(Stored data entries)
● ● ●

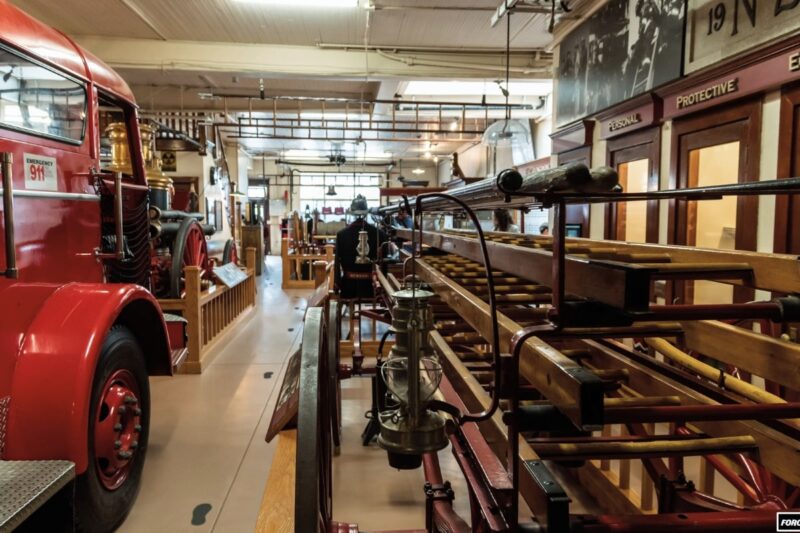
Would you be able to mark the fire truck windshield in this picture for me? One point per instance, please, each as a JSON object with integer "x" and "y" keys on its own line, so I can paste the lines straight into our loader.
{"x": 40, "y": 100}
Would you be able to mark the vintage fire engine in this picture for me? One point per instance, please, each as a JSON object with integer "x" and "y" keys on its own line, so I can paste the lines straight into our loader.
{"x": 80, "y": 331}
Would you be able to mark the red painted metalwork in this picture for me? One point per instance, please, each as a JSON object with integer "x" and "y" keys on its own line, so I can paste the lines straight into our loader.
{"x": 727, "y": 522}
{"x": 54, "y": 365}
{"x": 196, "y": 252}
{"x": 117, "y": 428}
{"x": 686, "y": 413}
{"x": 56, "y": 315}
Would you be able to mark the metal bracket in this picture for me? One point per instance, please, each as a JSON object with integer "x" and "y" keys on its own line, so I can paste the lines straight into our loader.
{"x": 557, "y": 501}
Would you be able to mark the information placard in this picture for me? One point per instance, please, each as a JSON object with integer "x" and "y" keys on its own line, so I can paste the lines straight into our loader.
{"x": 230, "y": 275}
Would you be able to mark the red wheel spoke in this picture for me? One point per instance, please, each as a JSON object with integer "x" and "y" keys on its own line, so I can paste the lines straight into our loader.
{"x": 117, "y": 426}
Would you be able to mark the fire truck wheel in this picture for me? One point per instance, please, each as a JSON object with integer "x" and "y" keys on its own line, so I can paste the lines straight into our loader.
{"x": 118, "y": 431}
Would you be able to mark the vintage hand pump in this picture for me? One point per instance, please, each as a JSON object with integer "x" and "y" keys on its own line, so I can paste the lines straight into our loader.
{"x": 412, "y": 374}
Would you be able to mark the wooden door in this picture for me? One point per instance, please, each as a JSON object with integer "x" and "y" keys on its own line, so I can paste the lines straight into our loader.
{"x": 636, "y": 159}
{"x": 716, "y": 147}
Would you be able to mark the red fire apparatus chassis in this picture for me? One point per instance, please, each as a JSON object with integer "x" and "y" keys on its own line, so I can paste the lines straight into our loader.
{"x": 75, "y": 350}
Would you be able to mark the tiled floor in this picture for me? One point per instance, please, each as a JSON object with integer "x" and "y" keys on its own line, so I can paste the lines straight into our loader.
{"x": 207, "y": 438}
{"x": 207, "y": 432}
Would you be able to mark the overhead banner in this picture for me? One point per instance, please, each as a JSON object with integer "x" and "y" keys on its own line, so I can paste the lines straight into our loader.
{"x": 626, "y": 48}
{"x": 719, "y": 29}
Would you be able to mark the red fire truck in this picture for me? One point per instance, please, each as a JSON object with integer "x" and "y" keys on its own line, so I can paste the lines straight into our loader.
{"x": 80, "y": 332}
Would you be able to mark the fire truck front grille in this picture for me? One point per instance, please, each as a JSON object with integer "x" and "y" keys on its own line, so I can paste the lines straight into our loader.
{"x": 4, "y": 403}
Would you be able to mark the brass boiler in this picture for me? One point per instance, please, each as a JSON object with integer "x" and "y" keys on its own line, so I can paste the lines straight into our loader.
{"x": 160, "y": 184}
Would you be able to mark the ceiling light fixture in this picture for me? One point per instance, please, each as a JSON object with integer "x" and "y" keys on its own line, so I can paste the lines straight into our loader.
{"x": 507, "y": 133}
{"x": 304, "y": 3}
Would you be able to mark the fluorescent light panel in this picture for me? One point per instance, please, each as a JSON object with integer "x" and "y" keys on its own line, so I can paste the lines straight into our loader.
{"x": 477, "y": 88}
{"x": 304, "y": 3}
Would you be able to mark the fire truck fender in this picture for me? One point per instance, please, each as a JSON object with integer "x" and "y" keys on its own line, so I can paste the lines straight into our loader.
{"x": 52, "y": 382}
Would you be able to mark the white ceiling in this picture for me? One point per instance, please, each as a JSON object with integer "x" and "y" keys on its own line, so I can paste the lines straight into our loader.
{"x": 443, "y": 25}
{"x": 393, "y": 22}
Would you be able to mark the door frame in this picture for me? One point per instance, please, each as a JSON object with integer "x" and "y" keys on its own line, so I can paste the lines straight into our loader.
{"x": 738, "y": 121}
{"x": 578, "y": 213}
{"x": 642, "y": 144}
{"x": 787, "y": 207}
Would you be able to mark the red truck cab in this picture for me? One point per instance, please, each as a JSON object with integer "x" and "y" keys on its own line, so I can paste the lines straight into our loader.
{"x": 79, "y": 330}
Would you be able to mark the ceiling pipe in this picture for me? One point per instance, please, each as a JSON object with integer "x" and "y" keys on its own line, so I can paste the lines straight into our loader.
{"x": 411, "y": 61}
{"x": 542, "y": 53}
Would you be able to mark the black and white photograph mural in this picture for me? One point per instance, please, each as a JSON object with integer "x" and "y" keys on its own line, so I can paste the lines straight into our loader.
{"x": 626, "y": 48}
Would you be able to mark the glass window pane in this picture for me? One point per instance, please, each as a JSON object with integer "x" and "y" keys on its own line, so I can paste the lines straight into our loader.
{"x": 40, "y": 100}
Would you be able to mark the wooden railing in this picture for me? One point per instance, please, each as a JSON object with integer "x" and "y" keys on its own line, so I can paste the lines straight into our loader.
{"x": 295, "y": 260}
{"x": 213, "y": 312}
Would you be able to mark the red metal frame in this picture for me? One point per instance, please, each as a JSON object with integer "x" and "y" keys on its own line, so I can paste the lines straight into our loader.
{"x": 56, "y": 315}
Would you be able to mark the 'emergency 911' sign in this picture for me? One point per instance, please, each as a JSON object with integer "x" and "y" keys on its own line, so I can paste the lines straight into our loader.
{"x": 41, "y": 173}
{"x": 718, "y": 29}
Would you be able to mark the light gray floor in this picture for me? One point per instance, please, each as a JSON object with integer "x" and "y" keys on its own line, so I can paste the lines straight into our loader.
{"x": 207, "y": 432}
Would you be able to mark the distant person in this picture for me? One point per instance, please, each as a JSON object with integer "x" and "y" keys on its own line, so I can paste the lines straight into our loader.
{"x": 503, "y": 221}
{"x": 403, "y": 219}
{"x": 352, "y": 279}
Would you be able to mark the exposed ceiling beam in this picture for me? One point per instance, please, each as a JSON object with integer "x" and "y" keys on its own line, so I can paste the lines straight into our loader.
{"x": 144, "y": 18}
{"x": 353, "y": 47}
{"x": 279, "y": 60}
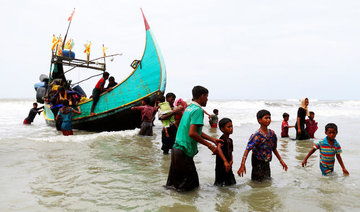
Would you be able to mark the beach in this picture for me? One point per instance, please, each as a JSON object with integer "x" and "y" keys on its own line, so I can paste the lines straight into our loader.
{"x": 42, "y": 170}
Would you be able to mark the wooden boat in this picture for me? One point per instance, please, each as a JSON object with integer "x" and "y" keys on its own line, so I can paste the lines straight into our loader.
{"x": 112, "y": 112}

● ● ●

** Your assignment **
Nothing but the records above, exact and without pictures, should appear in the answer.

** Solution to the problem **
Would you be able to mark the fire truck windshield in this picture for me? One point per instance, please, each as a JSON object with integer "x" and "y" keys on its own line, so I can paste the lines straight into our loader.
{"x": 40, "y": 100}
Would you be able to mark the vintage fire engine in this picture for me? One point per instance, please, each as a JSON object with integer "x" and "y" keys on its own line, so I can paste the lines straight into our loader.
{"x": 80, "y": 331}
Would you be able to mark the red painted metalwork in this picture for me? One point per instance, please, each as a JSON object with integer "x" and "y" keys on its own line, so I can paste the lines straight into our loader.
{"x": 727, "y": 522}
{"x": 54, "y": 365}
{"x": 196, "y": 252}
{"x": 117, "y": 428}
{"x": 686, "y": 413}
{"x": 56, "y": 315}
Would you be able to mark the metal bracket in this picture for me? One point per instance, please, each as a JSON object with integer "x" and "y" keys on its own line, so I can paste the lines straight into our loader.
{"x": 557, "y": 501}
Would you be able to mark the information placard in this picture for me? One point per instance, please, each as a JSON object with integer "x" and "y" keys on its own line, so I can paste the lines straight into our loader.
{"x": 230, "y": 275}
Would you be able to mark the red wheel spoke in this picture for me? One point per instance, please, each as a JSON object with integer "x" and "y" keys on its own line, so I can paste the lines straight into our loader.
{"x": 117, "y": 426}
Would you be able to mark the fire truck wheel in this picture for me? One point per instance, please, each as a JSON object with integer "x" and "y" keys on its own line, so I can paste the lines straight into our loader.
{"x": 118, "y": 431}
Would you be able to mark the vintage hand pump in this picture for me? One point per instance, please, each as a JSON object with integer "x" and "y" keys on its own line, so I can paste the lines straight into our loader.
{"x": 412, "y": 374}
Would you be able to mark the wooden door in this picture for me? One point per instance, please, each as a JSON object with integer "x" and "y" keys on its own line, so I can paste the lines straight into our loader.
{"x": 636, "y": 159}
{"x": 716, "y": 147}
Would you be able to mark the red fire apparatus chassis in this picture for me? One point per instance, please, each as a JSON object with integer "x" and "y" keys on its own line, so I can paste the lines straight into our loader.
{"x": 75, "y": 350}
Would you be able to mark the tiled floor in this picture for me? One point per instance, please, each as a JSON object with integer "x" and "y" keys on its own line, so I can paste the lines straight into our loader.
{"x": 207, "y": 438}
{"x": 207, "y": 432}
Would you be able to mark the overhead banner in this picture for me? One point per instance, please, each as a JSON object with integer "x" and "y" keys on its own line, so I can paste the lines straight into our loader.
{"x": 626, "y": 48}
{"x": 719, "y": 29}
Would you be able to mark the red fire truck in this picture for me? One point per instance, please, each as a JSON object with integer "x" and "y" keys on its own line, so I can paste the lines straight into our loader.
{"x": 80, "y": 332}
Would you be able to mark the fire truck front grille in this picture for me? One point per instance, please, each as a JSON object with integer "x" and "y" keys on its own line, so I can paste the lines straight into our loader.
{"x": 4, "y": 403}
Would you be able to mark the brass boiler in this picture for me? One point per instance, please, each as a JSON object with integer "x" and "y" keys on its own line, so I can paste the lines straight into our loader.
{"x": 160, "y": 184}
Would you be able to mark the ceiling light fixture in this picture for me? One point per instance, please, each as a JSON object with integer "x" and "y" keys on its own line, so I can paste the lines straight into our loader.
{"x": 507, "y": 133}
{"x": 304, "y": 3}
Would you be able to mark the fluorescent light panel in this picture for me? One point per instance, please, each as a JSON object with integer "x" and "y" keys on its own line, so I can paste the lines straight into our loader.
{"x": 477, "y": 88}
{"x": 304, "y": 3}
Would you be able to mark the fire truck fender in this picture for me? One point per instance, please, each as a JSON object with integer "x" and "y" keys on its own line, so I can paste the lines straight into our loader.
{"x": 52, "y": 382}
Would you be able to mark the white ceiling in this picture for me? One point per instance, please, each as a JSON object with integer "x" and "y" keys on its own line, so I can paste the lines straight into our loader.
{"x": 443, "y": 25}
{"x": 393, "y": 22}
Would you be able to mark the door frame in this picture for me? One point per instance, please, each as a JSON object with integer "x" and "y" keys on its own line, so I can paste the lines straight into our loader.
{"x": 738, "y": 121}
{"x": 578, "y": 213}
{"x": 642, "y": 144}
{"x": 787, "y": 207}
Would you be able to mark the red truck cab in this picture for me? One point per instance, please, each as a JSON object with integer "x" and "y" keys on its own line, so I can paste the lines straight into our loader.
{"x": 79, "y": 330}
Would you be able to mark the ceiling pipe in this picture for me? One point per instance, please, each as a JSON object with integer "x" and "y" keys on its own line, so I can paste the lines straight into our loader.
{"x": 411, "y": 61}
{"x": 542, "y": 53}
Would you be able to mark the black and white photograph mural in this picture for me? One point per instance, please, each as a JSON object with integer "x" and "y" keys on its own line, so I can paste the lines straight into our loader.
{"x": 626, "y": 48}
Would you be able to mark the glass window pane in this picture for me? One point per instance, please, each as a JSON object with integer "x" and "y" keys on its own line, so I can paste the lines straight into our loader.
{"x": 40, "y": 100}
Would you be able to mark the wooden railing in this picture for me? One point per instance, please, each as a JSON object with integer "x" and "y" keys on its own line, so I can paste the lines straight into our loader.
{"x": 295, "y": 260}
{"x": 213, "y": 312}
Would you be able to mark the red metal frame in this picture for me? One point per instance, please, each as a JSON object with integer "x" and "y" keys on its own line, so I can paste the lines straight into our loader.
{"x": 56, "y": 315}
Would you be able to mark the 'emergency 911' sign in this picture for me? One point per instance, please, each as a JSON object with integer "x" and "y" keys on its own line, so I can paste the lines straight into our loader.
{"x": 41, "y": 173}
{"x": 718, "y": 29}
Would you be able to mark the light gray floor in this picture for me? One point per instance, please, each as a JSON object with integer "x" and "y" keys on its own line, so I can paste the lines straight into our loader.
{"x": 207, "y": 432}
Would you be able to mark the distant person in this picture for me? One point per instance, please, each as a JSON object with integer "x" and "y" keys on its own line, so I can paste the lines straight into our loader.
{"x": 503, "y": 221}
{"x": 403, "y": 219}
{"x": 352, "y": 279}
Would you be able to mark the exposed ceiling beam in this picture for me? One point per instance, please, each as a JSON object with integer "x" and "y" keys on its own line, so I can paste the lines straight into our loader.
{"x": 144, "y": 18}
{"x": 353, "y": 47}
{"x": 279, "y": 60}
Would you be able to mark the beach in this picture for me? One point per instance, please, each as a JSON object with integer "x" and "y" keys on its own line, so I can paste the lines straight into our loader.
{"x": 42, "y": 170}
Would you be able to mark the wooden boat in this picture for me? One point per instance, please, each as a JSON object with integer "x" and "y" keys on its own line, so I can paste the lines straight into our loader.
{"x": 112, "y": 112}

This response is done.